:: GOAL ::
Extract the complete listing and output it unchanged.

Records:

::::

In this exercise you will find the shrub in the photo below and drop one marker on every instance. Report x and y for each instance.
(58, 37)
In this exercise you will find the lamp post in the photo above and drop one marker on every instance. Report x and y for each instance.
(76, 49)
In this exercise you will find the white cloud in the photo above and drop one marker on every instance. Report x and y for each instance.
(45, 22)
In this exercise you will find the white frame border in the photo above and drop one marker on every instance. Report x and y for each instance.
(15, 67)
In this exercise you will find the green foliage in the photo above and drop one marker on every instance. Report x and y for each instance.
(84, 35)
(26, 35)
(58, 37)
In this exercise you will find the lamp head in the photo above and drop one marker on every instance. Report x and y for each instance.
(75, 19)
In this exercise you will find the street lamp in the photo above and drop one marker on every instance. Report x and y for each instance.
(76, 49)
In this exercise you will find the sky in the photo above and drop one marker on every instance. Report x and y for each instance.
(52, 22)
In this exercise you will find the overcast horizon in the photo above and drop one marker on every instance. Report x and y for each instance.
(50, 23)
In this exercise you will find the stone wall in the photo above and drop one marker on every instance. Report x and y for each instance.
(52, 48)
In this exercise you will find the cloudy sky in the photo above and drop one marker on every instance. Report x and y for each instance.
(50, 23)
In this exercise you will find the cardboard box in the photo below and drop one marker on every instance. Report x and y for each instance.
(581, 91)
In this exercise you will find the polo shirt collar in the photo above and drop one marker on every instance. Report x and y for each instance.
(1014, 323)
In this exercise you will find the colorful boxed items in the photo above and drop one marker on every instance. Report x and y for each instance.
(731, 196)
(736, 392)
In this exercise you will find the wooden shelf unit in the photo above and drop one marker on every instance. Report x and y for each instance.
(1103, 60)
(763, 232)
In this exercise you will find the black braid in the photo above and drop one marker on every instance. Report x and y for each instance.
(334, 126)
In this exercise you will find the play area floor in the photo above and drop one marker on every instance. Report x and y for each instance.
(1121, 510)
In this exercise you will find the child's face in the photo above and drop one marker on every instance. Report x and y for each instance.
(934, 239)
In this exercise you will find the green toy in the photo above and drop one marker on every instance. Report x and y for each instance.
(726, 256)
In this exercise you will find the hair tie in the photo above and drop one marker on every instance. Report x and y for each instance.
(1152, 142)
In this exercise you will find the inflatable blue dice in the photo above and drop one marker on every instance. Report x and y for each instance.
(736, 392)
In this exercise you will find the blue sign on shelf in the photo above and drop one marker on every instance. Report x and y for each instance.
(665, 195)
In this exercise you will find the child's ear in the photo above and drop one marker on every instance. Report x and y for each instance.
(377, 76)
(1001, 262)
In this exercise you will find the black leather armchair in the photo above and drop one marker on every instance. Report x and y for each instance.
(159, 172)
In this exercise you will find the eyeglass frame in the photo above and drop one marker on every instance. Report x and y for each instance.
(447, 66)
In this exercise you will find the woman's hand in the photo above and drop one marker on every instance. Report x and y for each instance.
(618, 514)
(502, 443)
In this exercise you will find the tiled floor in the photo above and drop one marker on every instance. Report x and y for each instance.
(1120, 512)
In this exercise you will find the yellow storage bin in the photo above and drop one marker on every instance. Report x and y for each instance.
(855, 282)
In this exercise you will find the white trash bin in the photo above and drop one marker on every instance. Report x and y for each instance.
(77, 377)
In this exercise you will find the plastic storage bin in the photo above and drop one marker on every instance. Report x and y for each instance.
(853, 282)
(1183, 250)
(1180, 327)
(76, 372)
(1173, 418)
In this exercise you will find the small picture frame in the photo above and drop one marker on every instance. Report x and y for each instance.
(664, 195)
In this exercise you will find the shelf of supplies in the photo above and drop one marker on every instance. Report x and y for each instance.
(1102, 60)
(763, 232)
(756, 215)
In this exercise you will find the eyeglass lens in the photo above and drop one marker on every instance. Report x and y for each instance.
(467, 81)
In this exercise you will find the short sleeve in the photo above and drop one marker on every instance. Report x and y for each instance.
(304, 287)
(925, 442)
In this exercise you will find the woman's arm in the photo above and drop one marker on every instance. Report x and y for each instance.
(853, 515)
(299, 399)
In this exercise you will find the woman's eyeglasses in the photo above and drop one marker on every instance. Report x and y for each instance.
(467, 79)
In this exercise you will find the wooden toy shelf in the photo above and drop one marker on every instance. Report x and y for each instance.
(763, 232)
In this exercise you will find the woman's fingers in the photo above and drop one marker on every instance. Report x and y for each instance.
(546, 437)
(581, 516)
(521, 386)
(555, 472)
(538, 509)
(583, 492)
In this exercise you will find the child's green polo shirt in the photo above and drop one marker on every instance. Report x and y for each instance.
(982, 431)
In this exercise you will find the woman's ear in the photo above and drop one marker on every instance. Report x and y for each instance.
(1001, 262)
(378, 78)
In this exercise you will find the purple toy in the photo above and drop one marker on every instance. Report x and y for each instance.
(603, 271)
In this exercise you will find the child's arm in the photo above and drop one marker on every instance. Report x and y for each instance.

::::

:: RESPONSE FOR THIS EXERCISE ::
In this exercise you will find the shrub in the photo below and drop one marker on every instance. Report x and y for each instance.
(58, 37)
In this exercise you will find the lamp post in the photo above and drop one marker on every instance. Report x and y for each instance.
(76, 49)
In this exercise you will find the white cloud in the photo above and drop one marker on every instance. Report x and y for each instance.
(45, 22)
In this exercise you will find the white frame border in the photo above and drop one marker on every instance. Report x and y for each instance.
(15, 67)
In this exercise you will find the green foliage in the photo above and drop one marker on every instance. Report x and y for each instance.
(84, 35)
(26, 35)
(58, 37)
In this exercise you will find the lamp head in the photo above and drop one marker on every instance. Report x and y for each instance.
(75, 19)
In this exercise you will find the street lamp in the photo above and drop one marker on every instance. Report x and y for each instance.
(76, 49)
In this exercise you will find the sky in the photo above and drop one marker on every instance. Report x and y for each instance.
(52, 22)
In this exercise you will find the overcast horizon in the photo above and drop one marker on every instance. Report x and y for each instance.
(50, 23)
In this exercise you will find the stone wall in the photo above and drop one marker on every instance. Report x and y for each instance.
(52, 48)
In this exercise you will find the cloudy sky in the photo above and drop one marker on every instance. Report x and y for each instance.
(50, 23)
In this exercise you will find the cardboard box in the photo below and drop one marker on every instance. Report x and y for each instance.
(581, 91)
In this exercise you will find the polo shirt collar in the photo above and drop one marker on every instance. Report x and y for each instance.
(1014, 323)
In this exercise you will find the colorful boxed items in the photo above and drop one marker on every instance. Report x and y for each instance.
(731, 196)
(736, 392)
In this exercise you will find the wooden shelf unit in the photo above and drop one marker on every instance. Report x and y for each instance.
(1103, 60)
(763, 232)
In this exercise you will find the black braid in the photo above and drop one marker on every instance. Report x and y for each instance.
(334, 126)
In this exercise you will find the play area floor in the photo above and drop one marker on every instance. Report x and y for each instance.
(1121, 510)
In this exercise you will find the child's face in the photo above and drop one marker on every instance. Report x and y for each instance.
(934, 239)
In this exercise you will find the green toy in the photo above and drop one marker on every instance. Report x and y for each instance.
(726, 256)
In this exercise you will find the hair tie in the photo above and drop one marker on every instance. Report x and y for each instance.
(1152, 142)
In this exercise you will find the inflatable blue dice in the photo above and drop one marker on every instance. Report x and y for each instance.
(736, 392)
In this exercise you will find the blue sign on shelf in the photo above and drop one marker on every instance. Report x and y for each instance.
(665, 195)
In this exercise you will find the child's ear in the photo above and drop one marker on every instance. Report x and y for each instance.
(377, 76)
(1001, 262)
In this exercise you will find the black leather armchair in the photo above and drop one marker on every instance. Report x and y for each instance.
(159, 172)
In this exercise you will find the eyeglass frame in the photo above and drop one marker on every instance. Report x and y for each instance.
(447, 66)
In this exercise you will find the woman's hand in the photo above and drop one marker on every instance. Report x and y for each instance.
(618, 514)
(502, 443)
In this exercise you will find the tiled floor in the photo above and drop one marker on every instance. Report x and y for each instance.
(1120, 512)
In this exercise you will find the yellow storage bin in the photo above and drop one marker on every instance. Report x and y for each instance.
(855, 282)
In this exercise you will find the white trash bin in the photo above and drop one marker on every instance. Report x and y for each instance.
(77, 377)
In this exercise you will find the plastic storage bin in the photo above and drop one marker on every instance. Report x and y for each instance.
(853, 282)
(1183, 250)
(1180, 327)
(76, 372)
(1173, 418)
In this exercise you will find the small picture frame in the photo above and drop one marker on every instance. Report x and y for each instance.
(664, 195)
In this exercise you will find the shelf of supplies in the photo above and drop one marker on every instance. Report x and y for each instance.
(1102, 60)
(763, 232)
(756, 215)
In this exercise you will find the eyeglass lens in the photo above and drop one marker on every instance. Report x and y for each instance.
(467, 81)
In this exercise you will find the short sleeve in the photo above and drop one marker on every instance. Report x and y for each instance.
(304, 287)
(925, 442)
In this exercise you will find the woman's arm in the photo above and drop one marker on every instance. Report x and y for each instance.
(853, 515)
(299, 399)
In this exercise you will find the woman's eyeglasses in the photo above and drop one marker on every instance. Report x and y for each instance.
(467, 79)
In this exercise you will find the wooden toy shelf in the photo above and drop one marker on every instance. Report x and y for each instance.
(763, 232)
In this exercise you will find the woman's fingers in the photo above and drop one marker on every instance. Report x and y for each instance.
(546, 437)
(581, 516)
(521, 386)
(555, 472)
(538, 509)
(583, 492)
In this exercise you will find the child's green polo shirt in the photo above and drop one marker on every instance. Report x and y for each instance.
(982, 431)
In this exercise you will find the woman's ear in the photo above and drop one marker on every instance. Report x and y for each instance.
(1001, 262)
(378, 78)
In this exercise you will find the purple toy in the photo above and drop one marker on every instance. Report x and y for each instance.
(603, 271)
In this exercise you will find the child's arm in the photo above and drop one marker on every instance. Report x and y for each instance.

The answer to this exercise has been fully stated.